### Fragmento del texto:
--------------------------------------------------

Gerardo Raynaud
Desde
principios del siglo XX, algunos movimientos políticos en Norteamérica,
especialmente aquellos que enarbolaron las banderas de la moderación, sobre
todo en el consumo de bebidas alcohólicas, presionaron a sus representantes
legislativos para que expidieran leyes que las controlaran con el argumento de
que el libre consumo de alcohol era la causa de los diversos males sociales que
por esos días atormentaba a la población.
A estos se
sumaron algunos líderes religiosos de iglesias protestantes y como resultado de
esas presiones, el 17 de enero de 1920 se expidió la Ley de Prohibición
Nacional, la que imponía como delito mayor, a partir de ese momento, la
importación, exportación, fraccionamiento, trasporte, venta o elaboración de
toda clase de bebidas alcohólicas.
Aunque
dicha ley estuvo vigente hasta finales de 1933, pasado los años fue considerada
como el mayor fracaso legislativo en la historia de Norteamérica.
Sin
necesidad de mostrar las estadísticas, todos indicadores criminales se
incrementaron desproporcionadamente y fue gracias a las influencias de los
inmigrantes europeos, irlandeses, alemanes e italianos entre otros, para
quienes sus costumbres domésticas eran más tolerantes al consumo del alcohol,
que dicha ley fue anulada y la primera bebida en ser liberada fue la cerveza,
así pues, a partir de ese momento se entregó a los Estados la responsabilidad
de su control y a partir de 1935 se instauró la Administración Federal del
Alcohol, agencia que tomó las riendas hasta la presente.
Mientras esto
sucedía en el país del norte, en Colombia se iniciaba una discusión similar.
En 1921, se
promovió en el Congreso el Acto Legislativo No.1 mediante el cual se le daba la
autonomía a los departamentos para reglamentar lo concerniente al consumo de
bebidas alcohólicas con el fin de que se tomaran las medidas más convenientes
en favor de la salubridad y moralidad de los habitantes de los
territorios de su jurisdicción.
En
desarrollo de este Acto, se expidió una ley en 1923 que otorgaba facultades a
las Asambleas departamentales para que por medio de ordenanzas restringieran la
producción, venta y consumo de licores destilados y de bebidas fermentadas.

--------------------------------------------------

(Elementos almacenados)
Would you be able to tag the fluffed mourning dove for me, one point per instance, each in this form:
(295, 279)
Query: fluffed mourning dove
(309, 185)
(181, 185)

--------------------------------------------------

### Trabajo pedido:
Por favor, reproduce el texto sobre la prohibición del alcohol empezando con "En 1921, se" y siguiendo hasta "de su jurisdicción.", y renombra "Congreso" como "Senado".

### Solución:
En 1921, se
promovió en el Senado el Acto Legislativo No.1 mediante el cual se le daba la
autonomía a los departamentos para reglamentar lo concerniente al consumo de
bebidas alcohólicas con el fin de que se tomaran las medidas más convenientes
en favor de la salubridad y moralidad de los habitantes de los
territorios de su jurisdicción.